— 文書の抜粋 —
アタマが良いからと言っていわゆる頭でっかちでもなく、姉や弟を含めて明るい家庭だったそうです。
おそらくこの時代が彼の一番幸せな時期だったでしょう。
12歳でパリの名門寄宿校に入った後は、何だかんだと波のある人生を送ることになります(半分は自業自得ですが)。
当時、その学校は校長と生徒の間でたびたび衝突が起きており、ガロアも単なる優等生ではなく、いろいろ思うところがあったのでしょう。
二年生のときにはそれに影響を受けすぎたからか。
体調が思わしくなかったからか。
留年してしまいます。
しかし元々頭がいいこともあって退屈し、暇つぶし程度に数学の授業を選択したことで、ガロアの人生は大きく変わっていきます。
当時フランスでは数学という学問が重視されておらず、必要な人だけが選ぶものでした。
二年分の教材を二日で読み終えてしまった!?
ガロアは、そこでルジャンドルというフランス人数学者の本と出会い、すっかり数学の虜になってしまいます。
なんだかマンガのような学者さんですが、実際、そういうハマり性ゆえに学者になれるのでしょう。
数学に限らず、歴史やほかの学問、趣味だって、似たような感じの人が大きな事跡を残しますしね。
それにしてもガロアの熱中ぶりはすさまじく、二年分の教材を二日で読み終わってしまったといわれています。いっそ怖い。
数学の先生や学校がドン引きするほどの執着ぶりだったガロアは、学校の成績上では優秀ではなかったとか。
相対評価のデメリットがモロに出てますね。
とはいえ数学以外の科目については相変わらずやる気がなかったそうなので、目をつけられるのも無理はない話です。
一方で、わずかながらガロアの才能を認めてくれる先生もおり、そのおかげでガロアは数学への情熱を持ち続けることができました。
17歳の若さでフランス学士院(フランスの国立総合学会みたいなもの)へ論文を提出するほどだったといいます。
残念ながら、論文を預けた相手が不誠実だったため、この論文はなかったことにされた上、物理的にも消えてしまいました。何やってんだ!
教会に濡れ衣を着せられた父が自殺
運の悪いことに、この論文紛失事件の後、ガロアは、敬愛する父親が自ら命を絶つといういたましい事件が起きてしまいます。
この頃ガロアの父は地元の町長をやっていたのですが、教会から濡れ衣を着せられてしまい、気に病んでいたのだそうです。

— 抽出データ —
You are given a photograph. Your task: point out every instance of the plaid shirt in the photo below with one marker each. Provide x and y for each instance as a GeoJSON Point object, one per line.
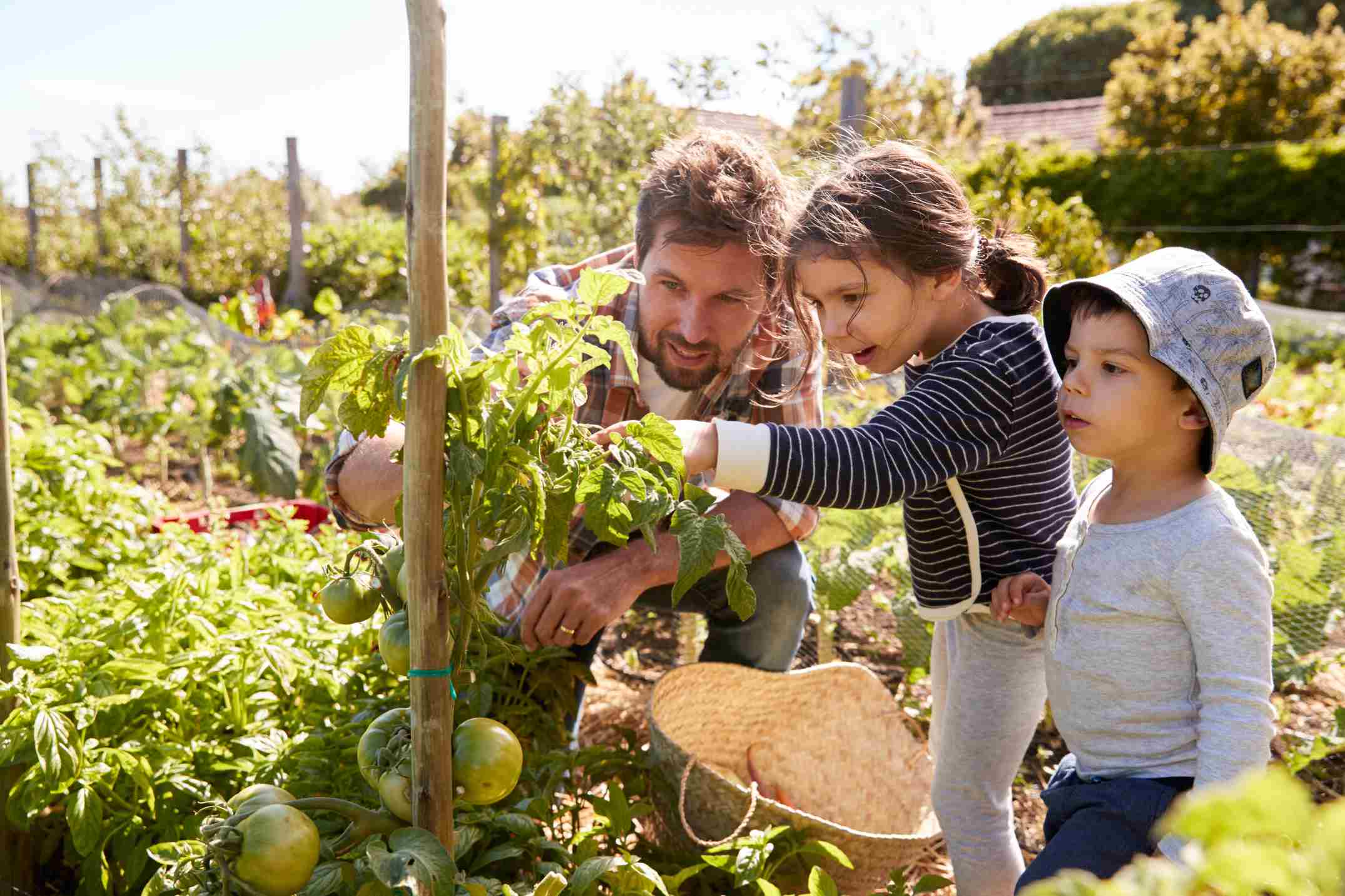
{"type": "Point", "coordinates": [614, 396]}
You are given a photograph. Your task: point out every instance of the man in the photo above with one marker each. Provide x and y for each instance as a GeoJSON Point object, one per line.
{"type": "Point", "coordinates": [713, 341]}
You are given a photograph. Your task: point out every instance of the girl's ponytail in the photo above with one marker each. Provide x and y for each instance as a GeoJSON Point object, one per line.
{"type": "Point", "coordinates": [1008, 268]}
{"type": "Point", "coordinates": [896, 203]}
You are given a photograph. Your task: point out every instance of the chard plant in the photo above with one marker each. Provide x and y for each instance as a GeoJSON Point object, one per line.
{"type": "Point", "coordinates": [515, 464]}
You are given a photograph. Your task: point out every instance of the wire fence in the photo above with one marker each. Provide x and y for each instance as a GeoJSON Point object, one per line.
{"type": "Point", "coordinates": [1289, 484]}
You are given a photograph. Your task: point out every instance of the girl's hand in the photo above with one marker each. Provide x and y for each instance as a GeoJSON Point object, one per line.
{"type": "Point", "coordinates": [700, 442]}
{"type": "Point", "coordinates": [1021, 598]}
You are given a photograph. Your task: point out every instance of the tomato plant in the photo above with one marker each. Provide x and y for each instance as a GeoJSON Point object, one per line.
{"type": "Point", "coordinates": [517, 465]}
{"type": "Point", "coordinates": [487, 761]}
{"type": "Point", "coordinates": [395, 644]}
{"type": "Point", "coordinates": [277, 852]}
{"type": "Point", "coordinates": [347, 600]}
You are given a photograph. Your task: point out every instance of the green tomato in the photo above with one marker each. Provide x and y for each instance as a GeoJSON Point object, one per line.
{"type": "Point", "coordinates": [393, 563]}
{"type": "Point", "coordinates": [395, 644]}
{"type": "Point", "coordinates": [395, 789]}
{"type": "Point", "coordinates": [257, 795]}
{"type": "Point", "coordinates": [347, 602]}
{"type": "Point", "coordinates": [279, 851]}
{"type": "Point", "coordinates": [487, 761]}
{"type": "Point", "coordinates": [375, 738]}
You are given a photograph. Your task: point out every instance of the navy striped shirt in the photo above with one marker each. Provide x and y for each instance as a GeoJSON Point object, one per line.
{"type": "Point", "coordinates": [982, 410]}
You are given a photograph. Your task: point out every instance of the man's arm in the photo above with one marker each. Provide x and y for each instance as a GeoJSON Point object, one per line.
{"type": "Point", "coordinates": [575, 603]}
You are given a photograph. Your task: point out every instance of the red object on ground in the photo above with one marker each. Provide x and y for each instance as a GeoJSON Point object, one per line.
{"type": "Point", "coordinates": [311, 512]}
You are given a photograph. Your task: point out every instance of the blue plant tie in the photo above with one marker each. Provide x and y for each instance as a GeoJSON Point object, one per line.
{"type": "Point", "coordinates": [436, 673]}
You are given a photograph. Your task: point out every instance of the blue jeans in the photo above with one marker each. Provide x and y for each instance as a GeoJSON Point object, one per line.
{"type": "Point", "coordinates": [1099, 824]}
{"type": "Point", "coordinates": [767, 640]}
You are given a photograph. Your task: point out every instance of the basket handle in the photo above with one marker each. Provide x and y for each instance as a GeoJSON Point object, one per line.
{"type": "Point", "coordinates": [686, 827]}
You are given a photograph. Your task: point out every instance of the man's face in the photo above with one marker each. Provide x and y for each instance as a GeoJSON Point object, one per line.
{"type": "Point", "coordinates": [1115, 401]}
{"type": "Point", "coordinates": [697, 308]}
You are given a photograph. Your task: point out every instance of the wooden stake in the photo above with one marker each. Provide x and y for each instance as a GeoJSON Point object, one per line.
{"type": "Point", "coordinates": [852, 106]}
{"type": "Point", "coordinates": [498, 124]}
{"type": "Point", "coordinates": [33, 218]}
{"type": "Point", "coordinates": [97, 214]}
{"type": "Point", "coordinates": [15, 845]}
{"type": "Point", "coordinates": [297, 291]}
{"type": "Point", "coordinates": [183, 237]}
{"type": "Point", "coordinates": [208, 476]}
{"type": "Point", "coordinates": [423, 484]}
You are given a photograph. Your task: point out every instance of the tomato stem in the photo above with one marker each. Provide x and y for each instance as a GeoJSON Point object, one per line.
{"type": "Point", "coordinates": [363, 822]}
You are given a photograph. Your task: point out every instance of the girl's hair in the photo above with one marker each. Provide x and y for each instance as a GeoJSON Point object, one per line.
{"type": "Point", "coordinates": [896, 204]}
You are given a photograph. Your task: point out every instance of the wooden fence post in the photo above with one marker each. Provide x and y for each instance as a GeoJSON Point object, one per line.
{"type": "Point", "coordinates": [497, 193]}
{"type": "Point", "coordinates": [852, 108]}
{"type": "Point", "coordinates": [297, 291]}
{"type": "Point", "coordinates": [183, 237]}
{"type": "Point", "coordinates": [423, 485]}
{"type": "Point", "coordinates": [33, 218]}
{"type": "Point", "coordinates": [16, 856]}
{"type": "Point", "coordinates": [97, 214]}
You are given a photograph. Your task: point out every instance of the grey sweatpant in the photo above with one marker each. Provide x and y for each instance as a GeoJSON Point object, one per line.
{"type": "Point", "coordinates": [989, 688]}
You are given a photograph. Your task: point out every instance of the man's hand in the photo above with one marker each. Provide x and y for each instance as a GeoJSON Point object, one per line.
{"type": "Point", "coordinates": [700, 442]}
{"type": "Point", "coordinates": [573, 603]}
{"type": "Point", "coordinates": [1021, 598]}
{"type": "Point", "coordinates": [370, 483]}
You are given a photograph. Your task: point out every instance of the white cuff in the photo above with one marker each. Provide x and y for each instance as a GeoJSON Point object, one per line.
{"type": "Point", "coordinates": [744, 456]}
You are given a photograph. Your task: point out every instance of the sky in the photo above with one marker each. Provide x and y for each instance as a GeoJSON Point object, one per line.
{"type": "Point", "coordinates": [244, 76]}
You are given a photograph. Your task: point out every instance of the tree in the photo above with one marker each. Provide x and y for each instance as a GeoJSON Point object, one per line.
{"type": "Point", "coordinates": [1242, 78]}
{"type": "Point", "coordinates": [1065, 56]}
{"type": "Point", "coordinates": [904, 100]}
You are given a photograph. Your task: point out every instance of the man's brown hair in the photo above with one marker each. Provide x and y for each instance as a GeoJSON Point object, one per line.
{"type": "Point", "coordinates": [719, 187]}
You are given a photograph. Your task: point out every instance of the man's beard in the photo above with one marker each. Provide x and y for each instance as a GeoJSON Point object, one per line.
{"type": "Point", "coordinates": [681, 378]}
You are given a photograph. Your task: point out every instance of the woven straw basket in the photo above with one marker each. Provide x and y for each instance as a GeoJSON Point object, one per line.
{"type": "Point", "coordinates": [831, 738]}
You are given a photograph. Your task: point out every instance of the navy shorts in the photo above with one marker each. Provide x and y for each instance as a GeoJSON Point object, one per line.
{"type": "Point", "coordinates": [1099, 824]}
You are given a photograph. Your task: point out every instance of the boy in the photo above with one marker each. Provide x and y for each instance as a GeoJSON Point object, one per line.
{"type": "Point", "coordinates": [1159, 621]}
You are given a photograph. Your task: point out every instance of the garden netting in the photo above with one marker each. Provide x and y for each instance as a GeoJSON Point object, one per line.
{"type": "Point", "coordinates": [1289, 484]}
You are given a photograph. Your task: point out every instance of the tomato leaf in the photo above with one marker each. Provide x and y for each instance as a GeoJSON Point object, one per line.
{"type": "Point", "coordinates": [133, 669]}
{"type": "Point", "coordinates": [767, 887]}
{"type": "Point", "coordinates": [51, 737]}
{"type": "Point", "coordinates": [417, 863]}
{"type": "Point", "coordinates": [587, 875]}
{"type": "Point", "coordinates": [821, 883]}
{"type": "Point", "coordinates": [551, 885]}
{"type": "Point", "coordinates": [930, 883]}
{"type": "Point", "coordinates": [327, 879]}
{"type": "Point", "coordinates": [30, 656]}
{"type": "Point", "coordinates": [830, 851]}
{"type": "Point", "coordinates": [599, 288]}
{"type": "Point", "coordinates": [659, 440]}
{"type": "Point", "coordinates": [84, 815]}
{"type": "Point", "coordinates": [334, 365]}
{"type": "Point", "coordinates": [698, 541]}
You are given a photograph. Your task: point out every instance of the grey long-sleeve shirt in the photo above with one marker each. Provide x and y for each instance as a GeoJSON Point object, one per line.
{"type": "Point", "coordinates": [1159, 640]}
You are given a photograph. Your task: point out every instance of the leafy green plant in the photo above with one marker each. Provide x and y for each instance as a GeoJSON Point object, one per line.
{"type": "Point", "coordinates": [162, 684]}
{"type": "Point", "coordinates": [73, 521]}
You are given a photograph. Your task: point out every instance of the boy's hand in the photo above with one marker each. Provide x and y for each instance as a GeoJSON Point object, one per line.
{"type": "Point", "coordinates": [700, 442]}
{"type": "Point", "coordinates": [1021, 598]}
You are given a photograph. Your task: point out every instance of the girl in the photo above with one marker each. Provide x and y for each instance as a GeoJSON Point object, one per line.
{"type": "Point", "coordinates": [886, 254]}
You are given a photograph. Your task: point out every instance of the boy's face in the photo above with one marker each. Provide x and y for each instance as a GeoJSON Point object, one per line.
{"type": "Point", "coordinates": [1117, 402]}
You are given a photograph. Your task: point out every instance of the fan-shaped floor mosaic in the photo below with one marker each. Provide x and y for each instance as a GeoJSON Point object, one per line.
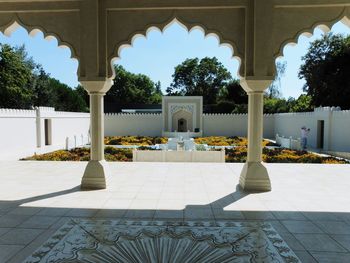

— 課題の構成 —
1/ ガロアについての文章のうち、「当時フランスでは数学という学問が重視されておらず、必要な人だけが選ぶものでした。」から「が大きな事跡を残しますしね。」までを一字一句違えずに書き写せ。
2/ ガロアについての文章によると、ガロアがパリの名門寄宿校に入ったのは何歳のときか。
3/ ガロアについての文章で「それにしてもガロアの熱中ぶりは」で始まる段落を、主な事実を残してより短く書き直せ。
データはガロアについての文章とは関係がない。

— 課題別の解答 —
1/
当時フランスでは数学という学問が重視されておらず、必要な人だけが選ぶものでした。
二年分の教材を二日で読み終えてしまった!?
ガロアは、そこでルジャンドルというフランス人数学者の本と出会い、すっかり数学の虜になってしまいます。
なんだかマンガのような学者さんですが、実際、そういうハマり性ゆえに学者になれるのでしょう。
数学に限らず、歴史やほかの学問、趣味だって、似たような感じの人が大きな事跡を残しますしね。

2/ ガロアは12歳でパリの名門寄宿校に入った。

3/ ガロアは数学にすさまじく熱中し、二年分の教材を二日で読み終えたといわれている。